* start Text segment *

CONDITIONS TO CLOSING

 

4.1 CONDITIONS TO PARENT CORPORATION’S OBLIGATION. The obligation of Parent Corporation to issue its Common Stock to the Subsidiary Company is subject to the fulfillment by Subsidiary Company on or prior to the Effective Date of the following conditions:

 

(a) Compliance Certificate. Subsidiary Company shall deliver to Parent Corporation at the Effective Date a Certificate of Compliance, as provided in Exhibit B of this Agreement, certifying that the conditions specified in Article II have been fulfilled and stating that there shall have been no material adverse change in the business, operations, properties, assets or financial condition of Subsidiary Company since the date of this Agreement. 

 

4.2 CONDITIONS TO OBLIGATIONS OF SELLER. Subsidiary Company’s obligation to transfer its assets and liabilities to the Parent Corporation subject to the fulfillment by Parent Corporation on or prior to the Effective Date of the following condition:

 

(a) Representations and Warranties Correct; Performance of Obligations. The representations and warranties of Parent Corporation in Article III hereof shall be true and correct when made, and shall be true and correct on the Effective Date with the same force and effect as if they had been made on and as of such date; and Parent Corporation shall have performed all obligations and conditions herein required to be performed by it on or prior to the Effective Date.

* end Text segment *
* start Records shown *

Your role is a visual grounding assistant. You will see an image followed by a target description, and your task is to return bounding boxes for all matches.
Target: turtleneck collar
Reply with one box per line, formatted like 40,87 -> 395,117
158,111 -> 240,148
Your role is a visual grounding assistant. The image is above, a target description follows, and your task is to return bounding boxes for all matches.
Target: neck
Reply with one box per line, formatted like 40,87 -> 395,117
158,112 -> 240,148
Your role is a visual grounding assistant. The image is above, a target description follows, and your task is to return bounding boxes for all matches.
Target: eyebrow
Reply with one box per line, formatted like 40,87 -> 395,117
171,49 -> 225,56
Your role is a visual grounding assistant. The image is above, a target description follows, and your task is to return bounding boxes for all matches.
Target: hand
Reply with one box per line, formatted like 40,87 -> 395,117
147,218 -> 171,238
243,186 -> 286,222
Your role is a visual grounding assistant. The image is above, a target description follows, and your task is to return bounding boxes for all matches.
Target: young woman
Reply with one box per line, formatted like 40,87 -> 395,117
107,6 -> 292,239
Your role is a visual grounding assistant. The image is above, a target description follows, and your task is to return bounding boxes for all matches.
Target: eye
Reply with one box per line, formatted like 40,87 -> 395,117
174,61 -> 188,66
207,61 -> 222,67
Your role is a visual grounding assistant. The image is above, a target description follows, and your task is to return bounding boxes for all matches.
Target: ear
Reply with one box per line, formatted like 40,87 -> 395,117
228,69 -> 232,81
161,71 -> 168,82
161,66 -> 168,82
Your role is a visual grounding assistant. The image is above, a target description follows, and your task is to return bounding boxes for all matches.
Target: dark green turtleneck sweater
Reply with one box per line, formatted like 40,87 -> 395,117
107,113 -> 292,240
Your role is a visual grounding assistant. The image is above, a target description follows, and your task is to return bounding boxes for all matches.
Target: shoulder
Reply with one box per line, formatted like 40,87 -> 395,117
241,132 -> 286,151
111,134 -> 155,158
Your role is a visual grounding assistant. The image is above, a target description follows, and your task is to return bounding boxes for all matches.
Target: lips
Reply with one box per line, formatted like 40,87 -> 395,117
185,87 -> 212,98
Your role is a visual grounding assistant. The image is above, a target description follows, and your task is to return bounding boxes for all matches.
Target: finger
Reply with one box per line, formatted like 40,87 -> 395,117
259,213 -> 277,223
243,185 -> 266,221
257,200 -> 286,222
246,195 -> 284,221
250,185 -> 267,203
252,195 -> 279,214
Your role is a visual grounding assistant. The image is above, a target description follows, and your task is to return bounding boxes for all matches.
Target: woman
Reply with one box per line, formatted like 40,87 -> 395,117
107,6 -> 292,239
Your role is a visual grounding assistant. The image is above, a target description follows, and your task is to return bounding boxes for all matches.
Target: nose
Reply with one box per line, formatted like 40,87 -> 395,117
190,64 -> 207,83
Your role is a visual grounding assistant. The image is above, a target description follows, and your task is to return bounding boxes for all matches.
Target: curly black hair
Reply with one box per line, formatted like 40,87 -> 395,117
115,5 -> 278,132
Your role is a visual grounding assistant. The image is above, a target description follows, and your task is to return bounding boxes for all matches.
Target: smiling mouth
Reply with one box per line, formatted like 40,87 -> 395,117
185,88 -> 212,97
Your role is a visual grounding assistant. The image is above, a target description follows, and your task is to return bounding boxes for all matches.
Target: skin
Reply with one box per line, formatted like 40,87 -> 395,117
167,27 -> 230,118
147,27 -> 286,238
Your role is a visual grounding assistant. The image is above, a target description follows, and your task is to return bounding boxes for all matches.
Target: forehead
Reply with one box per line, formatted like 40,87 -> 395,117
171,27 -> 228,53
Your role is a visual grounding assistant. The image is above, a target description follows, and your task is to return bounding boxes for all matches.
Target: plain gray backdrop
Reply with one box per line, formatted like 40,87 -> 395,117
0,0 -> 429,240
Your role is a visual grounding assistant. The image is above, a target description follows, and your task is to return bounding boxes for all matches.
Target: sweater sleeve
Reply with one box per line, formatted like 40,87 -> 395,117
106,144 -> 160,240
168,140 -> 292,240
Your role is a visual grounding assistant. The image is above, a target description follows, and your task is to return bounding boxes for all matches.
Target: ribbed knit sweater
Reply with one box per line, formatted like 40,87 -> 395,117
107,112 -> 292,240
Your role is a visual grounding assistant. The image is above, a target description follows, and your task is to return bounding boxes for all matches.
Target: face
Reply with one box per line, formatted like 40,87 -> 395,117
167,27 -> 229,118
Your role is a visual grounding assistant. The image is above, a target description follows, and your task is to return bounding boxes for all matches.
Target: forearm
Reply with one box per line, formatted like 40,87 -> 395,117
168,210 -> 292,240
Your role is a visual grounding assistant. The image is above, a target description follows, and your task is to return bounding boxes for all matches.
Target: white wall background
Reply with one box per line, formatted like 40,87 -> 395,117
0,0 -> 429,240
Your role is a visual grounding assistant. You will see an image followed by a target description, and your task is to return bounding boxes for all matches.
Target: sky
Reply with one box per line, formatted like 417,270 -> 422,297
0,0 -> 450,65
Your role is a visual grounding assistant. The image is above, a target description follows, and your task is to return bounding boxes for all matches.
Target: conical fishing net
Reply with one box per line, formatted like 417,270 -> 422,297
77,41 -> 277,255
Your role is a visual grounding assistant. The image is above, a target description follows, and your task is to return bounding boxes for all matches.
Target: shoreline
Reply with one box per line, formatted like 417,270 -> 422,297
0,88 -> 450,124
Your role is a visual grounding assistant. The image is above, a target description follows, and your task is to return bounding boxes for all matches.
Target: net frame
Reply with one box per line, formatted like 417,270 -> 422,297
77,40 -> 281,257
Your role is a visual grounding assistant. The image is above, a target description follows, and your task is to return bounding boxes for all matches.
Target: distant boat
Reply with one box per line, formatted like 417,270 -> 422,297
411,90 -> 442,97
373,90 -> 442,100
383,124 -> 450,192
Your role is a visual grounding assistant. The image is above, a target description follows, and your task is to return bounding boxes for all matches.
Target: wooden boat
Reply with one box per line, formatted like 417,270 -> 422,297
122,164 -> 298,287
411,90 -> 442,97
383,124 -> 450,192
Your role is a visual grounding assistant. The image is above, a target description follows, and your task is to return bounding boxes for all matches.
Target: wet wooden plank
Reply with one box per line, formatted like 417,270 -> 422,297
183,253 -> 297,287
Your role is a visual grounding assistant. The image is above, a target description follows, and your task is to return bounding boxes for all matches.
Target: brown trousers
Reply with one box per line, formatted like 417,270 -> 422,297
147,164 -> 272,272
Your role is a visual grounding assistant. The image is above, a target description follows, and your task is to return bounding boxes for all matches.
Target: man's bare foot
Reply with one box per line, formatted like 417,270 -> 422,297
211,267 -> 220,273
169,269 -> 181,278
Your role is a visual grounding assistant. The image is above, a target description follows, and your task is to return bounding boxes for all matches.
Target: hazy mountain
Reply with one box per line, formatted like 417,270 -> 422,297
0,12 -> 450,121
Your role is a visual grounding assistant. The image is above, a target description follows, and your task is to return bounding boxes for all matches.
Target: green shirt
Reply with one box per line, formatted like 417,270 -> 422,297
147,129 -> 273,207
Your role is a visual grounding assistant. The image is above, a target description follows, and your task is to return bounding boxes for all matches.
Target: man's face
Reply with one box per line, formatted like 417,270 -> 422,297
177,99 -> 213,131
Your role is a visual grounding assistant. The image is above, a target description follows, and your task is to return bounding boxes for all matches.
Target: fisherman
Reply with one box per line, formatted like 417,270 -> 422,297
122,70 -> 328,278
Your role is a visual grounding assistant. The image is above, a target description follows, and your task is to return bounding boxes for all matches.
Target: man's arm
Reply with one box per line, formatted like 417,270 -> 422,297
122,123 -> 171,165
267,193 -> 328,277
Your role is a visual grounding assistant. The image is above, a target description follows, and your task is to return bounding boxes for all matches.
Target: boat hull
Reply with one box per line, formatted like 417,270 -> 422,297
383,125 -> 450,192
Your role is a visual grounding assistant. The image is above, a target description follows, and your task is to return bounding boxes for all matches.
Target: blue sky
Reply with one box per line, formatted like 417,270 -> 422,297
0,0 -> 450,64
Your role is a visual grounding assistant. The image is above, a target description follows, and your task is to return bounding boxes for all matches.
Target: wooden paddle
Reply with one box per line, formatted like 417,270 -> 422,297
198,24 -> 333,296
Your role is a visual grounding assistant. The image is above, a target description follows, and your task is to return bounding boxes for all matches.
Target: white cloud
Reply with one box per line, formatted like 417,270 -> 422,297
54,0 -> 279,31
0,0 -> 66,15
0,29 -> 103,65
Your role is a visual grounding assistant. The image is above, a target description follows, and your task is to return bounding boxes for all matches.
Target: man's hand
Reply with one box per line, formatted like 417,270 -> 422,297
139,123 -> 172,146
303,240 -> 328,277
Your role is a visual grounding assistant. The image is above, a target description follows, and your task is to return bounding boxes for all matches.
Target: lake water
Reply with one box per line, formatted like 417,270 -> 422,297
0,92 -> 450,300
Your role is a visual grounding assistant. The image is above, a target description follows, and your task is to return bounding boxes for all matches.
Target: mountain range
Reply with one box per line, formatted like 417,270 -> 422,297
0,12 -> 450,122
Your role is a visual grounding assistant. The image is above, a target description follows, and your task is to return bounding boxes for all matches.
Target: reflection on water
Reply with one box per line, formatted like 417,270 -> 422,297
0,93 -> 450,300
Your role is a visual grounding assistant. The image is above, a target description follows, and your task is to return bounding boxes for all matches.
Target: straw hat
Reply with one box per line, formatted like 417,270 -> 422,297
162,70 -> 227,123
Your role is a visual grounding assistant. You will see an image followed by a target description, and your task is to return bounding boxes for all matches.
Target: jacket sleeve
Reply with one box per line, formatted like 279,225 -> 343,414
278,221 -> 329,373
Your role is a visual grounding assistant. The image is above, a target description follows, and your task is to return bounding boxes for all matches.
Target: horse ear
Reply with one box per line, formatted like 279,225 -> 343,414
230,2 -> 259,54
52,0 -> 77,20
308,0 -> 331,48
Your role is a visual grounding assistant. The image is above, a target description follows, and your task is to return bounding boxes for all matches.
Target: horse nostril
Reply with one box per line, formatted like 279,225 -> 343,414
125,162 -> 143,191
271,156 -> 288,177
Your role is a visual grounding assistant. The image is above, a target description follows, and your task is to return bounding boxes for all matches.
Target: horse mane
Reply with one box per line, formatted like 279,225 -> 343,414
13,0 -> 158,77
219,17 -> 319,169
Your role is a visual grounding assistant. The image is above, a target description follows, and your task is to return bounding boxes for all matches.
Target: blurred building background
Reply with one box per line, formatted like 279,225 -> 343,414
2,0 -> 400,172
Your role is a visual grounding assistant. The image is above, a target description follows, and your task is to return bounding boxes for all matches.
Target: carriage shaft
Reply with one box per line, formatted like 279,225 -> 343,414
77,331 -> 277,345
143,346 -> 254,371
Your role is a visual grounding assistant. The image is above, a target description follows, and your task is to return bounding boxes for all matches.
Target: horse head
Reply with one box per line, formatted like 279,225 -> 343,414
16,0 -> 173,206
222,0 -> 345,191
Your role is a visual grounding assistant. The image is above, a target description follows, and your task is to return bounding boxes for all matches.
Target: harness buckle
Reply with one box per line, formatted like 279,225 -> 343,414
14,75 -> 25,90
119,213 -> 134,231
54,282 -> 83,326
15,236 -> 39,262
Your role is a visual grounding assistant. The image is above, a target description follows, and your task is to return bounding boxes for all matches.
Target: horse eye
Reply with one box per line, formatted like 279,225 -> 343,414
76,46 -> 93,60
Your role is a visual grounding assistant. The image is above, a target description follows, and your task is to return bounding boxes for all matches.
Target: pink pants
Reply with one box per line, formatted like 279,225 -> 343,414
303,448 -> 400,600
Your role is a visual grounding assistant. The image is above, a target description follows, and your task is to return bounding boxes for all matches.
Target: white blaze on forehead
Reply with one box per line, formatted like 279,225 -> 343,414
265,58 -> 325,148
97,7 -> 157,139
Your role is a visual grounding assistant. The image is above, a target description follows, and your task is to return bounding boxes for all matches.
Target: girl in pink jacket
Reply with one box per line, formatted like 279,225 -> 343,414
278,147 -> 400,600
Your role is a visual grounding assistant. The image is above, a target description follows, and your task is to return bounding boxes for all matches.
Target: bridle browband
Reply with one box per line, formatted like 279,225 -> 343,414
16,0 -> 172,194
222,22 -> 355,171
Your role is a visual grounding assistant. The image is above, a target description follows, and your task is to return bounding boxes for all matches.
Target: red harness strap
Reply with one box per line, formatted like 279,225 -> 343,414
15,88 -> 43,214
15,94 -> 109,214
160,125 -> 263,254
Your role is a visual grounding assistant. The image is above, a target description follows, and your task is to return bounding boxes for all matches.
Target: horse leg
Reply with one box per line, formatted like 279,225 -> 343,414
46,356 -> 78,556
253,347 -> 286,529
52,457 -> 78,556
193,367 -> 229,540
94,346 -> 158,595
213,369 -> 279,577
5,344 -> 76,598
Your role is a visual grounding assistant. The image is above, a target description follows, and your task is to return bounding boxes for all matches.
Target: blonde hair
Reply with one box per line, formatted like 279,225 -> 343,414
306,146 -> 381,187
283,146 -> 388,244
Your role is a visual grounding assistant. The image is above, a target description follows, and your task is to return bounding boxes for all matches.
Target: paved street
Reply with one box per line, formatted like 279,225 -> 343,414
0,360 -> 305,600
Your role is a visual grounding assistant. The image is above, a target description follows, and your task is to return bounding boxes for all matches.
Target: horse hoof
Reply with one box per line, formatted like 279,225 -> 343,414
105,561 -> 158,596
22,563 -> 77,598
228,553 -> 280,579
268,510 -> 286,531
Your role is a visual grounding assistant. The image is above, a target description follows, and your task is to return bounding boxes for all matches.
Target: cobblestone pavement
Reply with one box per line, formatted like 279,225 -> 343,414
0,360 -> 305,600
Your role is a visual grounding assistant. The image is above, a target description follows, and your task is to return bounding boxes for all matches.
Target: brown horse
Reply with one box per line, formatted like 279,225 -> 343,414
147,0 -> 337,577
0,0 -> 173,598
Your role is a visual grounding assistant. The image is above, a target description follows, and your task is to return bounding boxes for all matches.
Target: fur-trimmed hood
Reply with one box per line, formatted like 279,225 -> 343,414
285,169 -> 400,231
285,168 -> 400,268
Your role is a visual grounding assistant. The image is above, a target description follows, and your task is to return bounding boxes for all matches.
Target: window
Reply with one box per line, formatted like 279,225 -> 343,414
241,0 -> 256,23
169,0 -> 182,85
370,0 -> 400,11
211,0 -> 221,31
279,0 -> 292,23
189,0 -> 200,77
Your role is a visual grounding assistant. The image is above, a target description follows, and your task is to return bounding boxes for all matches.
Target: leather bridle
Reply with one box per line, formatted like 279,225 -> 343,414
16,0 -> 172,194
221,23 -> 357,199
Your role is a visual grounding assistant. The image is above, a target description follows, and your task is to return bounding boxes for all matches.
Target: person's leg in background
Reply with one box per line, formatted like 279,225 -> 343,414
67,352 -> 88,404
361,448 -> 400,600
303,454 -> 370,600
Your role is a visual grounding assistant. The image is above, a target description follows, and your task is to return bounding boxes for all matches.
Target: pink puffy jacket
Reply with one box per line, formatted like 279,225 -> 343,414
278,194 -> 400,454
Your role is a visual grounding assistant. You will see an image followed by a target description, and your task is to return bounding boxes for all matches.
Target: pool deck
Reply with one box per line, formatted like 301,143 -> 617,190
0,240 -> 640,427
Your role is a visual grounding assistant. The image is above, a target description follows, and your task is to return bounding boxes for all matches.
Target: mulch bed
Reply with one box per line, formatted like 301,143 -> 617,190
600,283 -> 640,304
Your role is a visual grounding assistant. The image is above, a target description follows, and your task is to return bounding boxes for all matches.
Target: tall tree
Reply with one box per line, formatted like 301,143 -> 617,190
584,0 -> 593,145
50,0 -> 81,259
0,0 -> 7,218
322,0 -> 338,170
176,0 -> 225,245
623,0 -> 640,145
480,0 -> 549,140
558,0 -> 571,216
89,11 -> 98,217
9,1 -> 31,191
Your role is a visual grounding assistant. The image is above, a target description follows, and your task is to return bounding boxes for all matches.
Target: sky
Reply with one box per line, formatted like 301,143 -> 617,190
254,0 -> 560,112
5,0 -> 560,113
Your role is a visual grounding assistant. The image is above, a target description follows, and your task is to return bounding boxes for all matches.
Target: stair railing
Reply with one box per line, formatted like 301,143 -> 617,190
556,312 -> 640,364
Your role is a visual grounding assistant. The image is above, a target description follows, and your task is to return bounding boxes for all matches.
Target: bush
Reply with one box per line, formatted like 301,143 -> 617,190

* end Records shown *

> [Aim of the exercise]: In the closing conditions, what document must Subsidiary Company deliver to Parent Corporation at the Effective Date?

> [Worked solution]: A Certificate of Compliance, as provided in Exhibit B of the Agreement.